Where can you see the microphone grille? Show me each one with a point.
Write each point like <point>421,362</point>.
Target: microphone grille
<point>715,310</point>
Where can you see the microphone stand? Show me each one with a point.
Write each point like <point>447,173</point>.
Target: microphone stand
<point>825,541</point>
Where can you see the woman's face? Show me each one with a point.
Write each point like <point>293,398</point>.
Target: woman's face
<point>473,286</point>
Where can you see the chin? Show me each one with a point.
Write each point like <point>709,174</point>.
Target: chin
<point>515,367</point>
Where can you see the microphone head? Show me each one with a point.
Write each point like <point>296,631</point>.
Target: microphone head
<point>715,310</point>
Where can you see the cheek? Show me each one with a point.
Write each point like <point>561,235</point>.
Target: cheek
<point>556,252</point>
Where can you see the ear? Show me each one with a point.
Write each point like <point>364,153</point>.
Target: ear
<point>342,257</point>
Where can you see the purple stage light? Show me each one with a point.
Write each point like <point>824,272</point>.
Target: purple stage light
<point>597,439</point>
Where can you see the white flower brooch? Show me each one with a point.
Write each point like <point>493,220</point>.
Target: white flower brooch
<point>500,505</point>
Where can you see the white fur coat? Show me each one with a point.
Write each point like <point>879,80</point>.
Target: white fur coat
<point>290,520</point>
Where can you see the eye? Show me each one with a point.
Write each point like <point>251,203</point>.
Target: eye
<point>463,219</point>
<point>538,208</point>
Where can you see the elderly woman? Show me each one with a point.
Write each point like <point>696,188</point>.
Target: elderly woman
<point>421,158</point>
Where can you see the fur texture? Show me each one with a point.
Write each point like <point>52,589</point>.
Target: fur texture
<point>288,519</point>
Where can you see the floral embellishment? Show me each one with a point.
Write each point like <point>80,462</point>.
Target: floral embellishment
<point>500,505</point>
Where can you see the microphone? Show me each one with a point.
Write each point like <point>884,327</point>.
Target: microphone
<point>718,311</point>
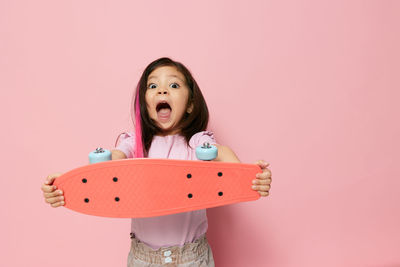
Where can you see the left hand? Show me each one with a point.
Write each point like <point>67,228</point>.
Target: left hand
<point>263,180</point>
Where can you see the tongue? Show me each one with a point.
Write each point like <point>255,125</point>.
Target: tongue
<point>163,114</point>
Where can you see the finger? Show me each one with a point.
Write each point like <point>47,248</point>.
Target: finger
<point>264,175</point>
<point>53,194</point>
<point>261,187</point>
<point>52,200</point>
<point>48,188</point>
<point>49,180</point>
<point>261,182</point>
<point>58,204</point>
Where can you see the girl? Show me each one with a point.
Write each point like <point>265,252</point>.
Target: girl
<point>171,118</point>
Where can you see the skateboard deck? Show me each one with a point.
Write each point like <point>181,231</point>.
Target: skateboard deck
<point>134,188</point>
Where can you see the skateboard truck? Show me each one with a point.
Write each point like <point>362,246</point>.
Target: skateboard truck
<point>206,152</point>
<point>99,155</point>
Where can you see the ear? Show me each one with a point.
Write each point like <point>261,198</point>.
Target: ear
<point>190,108</point>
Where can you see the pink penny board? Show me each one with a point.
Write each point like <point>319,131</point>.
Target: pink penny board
<point>132,188</point>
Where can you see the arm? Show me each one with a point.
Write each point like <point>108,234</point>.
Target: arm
<point>226,154</point>
<point>117,154</point>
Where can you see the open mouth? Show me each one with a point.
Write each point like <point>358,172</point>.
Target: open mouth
<point>162,106</point>
<point>163,111</point>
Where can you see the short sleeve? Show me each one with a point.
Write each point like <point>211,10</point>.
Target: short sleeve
<point>202,137</point>
<point>126,143</point>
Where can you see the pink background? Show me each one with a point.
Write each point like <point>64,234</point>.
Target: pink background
<point>312,87</point>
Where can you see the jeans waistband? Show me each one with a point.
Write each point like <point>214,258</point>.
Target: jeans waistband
<point>173,254</point>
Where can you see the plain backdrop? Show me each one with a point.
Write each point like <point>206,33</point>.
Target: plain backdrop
<point>312,87</point>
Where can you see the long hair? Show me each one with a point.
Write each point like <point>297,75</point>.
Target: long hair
<point>146,128</point>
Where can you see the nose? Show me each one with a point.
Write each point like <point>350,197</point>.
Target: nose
<point>162,91</point>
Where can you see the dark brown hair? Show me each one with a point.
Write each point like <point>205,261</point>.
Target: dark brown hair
<point>190,124</point>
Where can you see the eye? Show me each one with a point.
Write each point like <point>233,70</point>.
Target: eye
<point>174,85</point>
<point>152,86</point>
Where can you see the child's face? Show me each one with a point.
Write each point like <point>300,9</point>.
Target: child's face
<point>167,85</point>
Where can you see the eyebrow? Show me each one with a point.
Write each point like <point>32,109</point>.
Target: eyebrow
<point>151,77</point>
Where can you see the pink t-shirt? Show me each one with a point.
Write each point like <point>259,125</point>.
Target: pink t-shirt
<point>175,229</point>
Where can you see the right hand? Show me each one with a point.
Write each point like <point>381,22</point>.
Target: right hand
<point>51,195</point>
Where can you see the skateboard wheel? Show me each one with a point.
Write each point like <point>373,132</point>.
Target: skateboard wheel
<point>99,155</point>
<point>206,152</point>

* * *

Task objective: Would you mind returning each entry above word for word, skipping the images?

Task response:
Where can you see the microphone grille? Show me each one with a point.
Write each point like <point>421,362</point>.
Target: microphone grille
<point>715,310</point>
Where can you see the microphone stand? Show me each one with a point.
Write each point like <point>447,173</point>.
Target: microphone stand
<point>825,541</point>
Where can you see the woman's face? Show me each one with a point.
Write each point like <point>293,398</point>.
Target: woman's face
<point>473,286</point>
Where can you see the chin? Show me each one with a point.
Write each point like <point>709,174</point>.
Target: chin
<point>515,367</point>
Where can you see the microphone head? Show me each one with a point.
Write each point like <point>296,631</point>.
Target: microphone head
<point>715,310</point>
Where can you see the cheek? Show me each one with a point.
Write each point like <point>561,235</point>.
Target: cheek
<point>556,252</point>
Where can you see the ear? Show me each one with a point.
Write each point like <point>364,153</point>.
Target: ear
<point>342,257</point>
Where can you see the purple stage light? Show me each one with a point.
Write each point like <point>824,272</point>.
Target: purple stage light
<point>597,439</point>
Where can you see the white flower brooch? Show me each one with a point.
Write each point like <point>493,220</point>.
Target: white flower brooch
<point>500,505</point>
Where can you see the white fur coat? Show me each one with a point.
Write each point like <point>879,80</point>.
Target: white fur coat
<point>290,520</point>
Where can you see the eye? Show me each one with a point.
Write each point like <point>251,203</point>.
Target: eye
<point>463,219</point>
<point>538,208</point>
Where can you see the elderly woman? Show me each one with a point.
Write each point like <point>696,188</point>.
Target: elderly woman
<point>421,158</point>
Where can you see the fur texture? Show me each one with a point.
Write each point like <point>52,589</point>.
Target: fur texture
<point>288,519</point>
Where can you see the floral embellishment? Show me each one with a point.
Write each point like <point>80,462</point>.
Target: floral embellishment
<point>500,505</point>
Where can you see the microphone? Show me each one with a point.
Write each point like <point>884,327</point>.
Target: microphone
<point>718,311</point>
Where can you see the left hand? Show me each one with a point.
Write each point like <point>67,228</point>.
Target: left hand
<point>263,180</point>
Where can you see the tongue? Show me each one with a point.
Write each point like <point>255,125</point>.
Target: tongue
<point>163,114</point>
Where can you see the finger? Show me each one with a point.
Write each point like <point>47,248</point>.
Target: finger
<point>264,175</point>
<point>53,194</point>
<point>261,187</point>
<point>52,200</point>
<point>48,188</point>
<point>49,180</point>
<point>261,182</point>
<point>58,204</point>
Where can you see the girl? Show me each one with a point.
Write each point like <point>265,252</point>.
Target: girl
<point>171,118</point>
Where can you see the skateboard deck? Show me each one with a point.
Write each point like <point>181,231</point>.
Target: skateboard deck
<point>134,188</point>
Where can you see the skateboard truck? Show me each one with a point.
Write each point like <point>362,246</point>.
Target: skateboard truck
<point>206,152</point>
<point>99,155</point>
Where can you see the ear? Show me each one with a point.
Write each point like <point>261,198</point>.
Target: ear
<point>190,108</point>
Where can you see the pink penny board? Show me each one with a point.
Write each point like <point>319,131</point>.
Target: pink penny board
<point>132,188</point>
Where can you see the arm? Show me each one with a point.
Write each point like <point>108,234</point>.
Target: arm
<point>226,154</point>
<point>117,154</point>
Where can you see the open mouth? Show me each one with a point.
Write each point like <point>358,172</point>.
Target: open mouth
<point>162,106</point>
<point>163,111</point>
Where can you see the short sleeve? Show me each one with a point.
Write each point like <point>211,10</point>.
Target: short sleeve
<point>202,137</point>
<point>126,143</point>
Where can you see the pink background? Show me each one with a point.
Write each point like <point>64,234</point>.
Target: pink background
<point>312,87</point>
Where can you see the jeans waistband? Show me each one with a point.
Write each point like <point>214,258</point>.
Target: jeans waistband
<point>173,254</point>
Where can you see the plain backdrop? Show me each one with a point.
Write each point like <point>206,33</point>.
Target: plain backdrop
<point>312,87</point>
Where can you see the long hair? Show me each one with a point.
Write each point like <point>297,75</point>.
Target: long hair
<point>146,128</point>
Where can you see the nose? Show me each one with a point.
Write each point like <point>350,197</point>.
Target: nose
<point>162,91</point>
Where can you see the dark brown hair? Show me each one with a point.
Write each point like <point>205,261</point>.
Target: dark brown hair
<point>190,124</point>
Where can you see the eye? Show me each one with a point.
Write each point like <point>233,70</point>.
Target: eye
<point>174,85</point>
<point>152,86</point>
Where can you see the child's face? Show me each one with a point.
Write each point like <point>300,9</point>.
Target: child's face
<point>167,85</point>
Where can you see the eyebrow? Show me each one with a point.
Write each point like <point>32,109</point>.
Target: eyebrow
<point>151,77</point>
Where can you see the pink t-shirt? Show me each one with a point.
Write each point like <point>259,125</point>.
Target: pink t-shirt
<point>175,229</point>
Where can you see the right hand? Show me each one with a point.
Write each point like <point>381,22</point>.
Target: right hand
<point>51,195</point>
Where can you see the skateboard wheel? Show me each one with a point.
Write each point like <point>373,132</point>.
Target: skateboard wheel
<point>99,155</point>
<point>206,152</point>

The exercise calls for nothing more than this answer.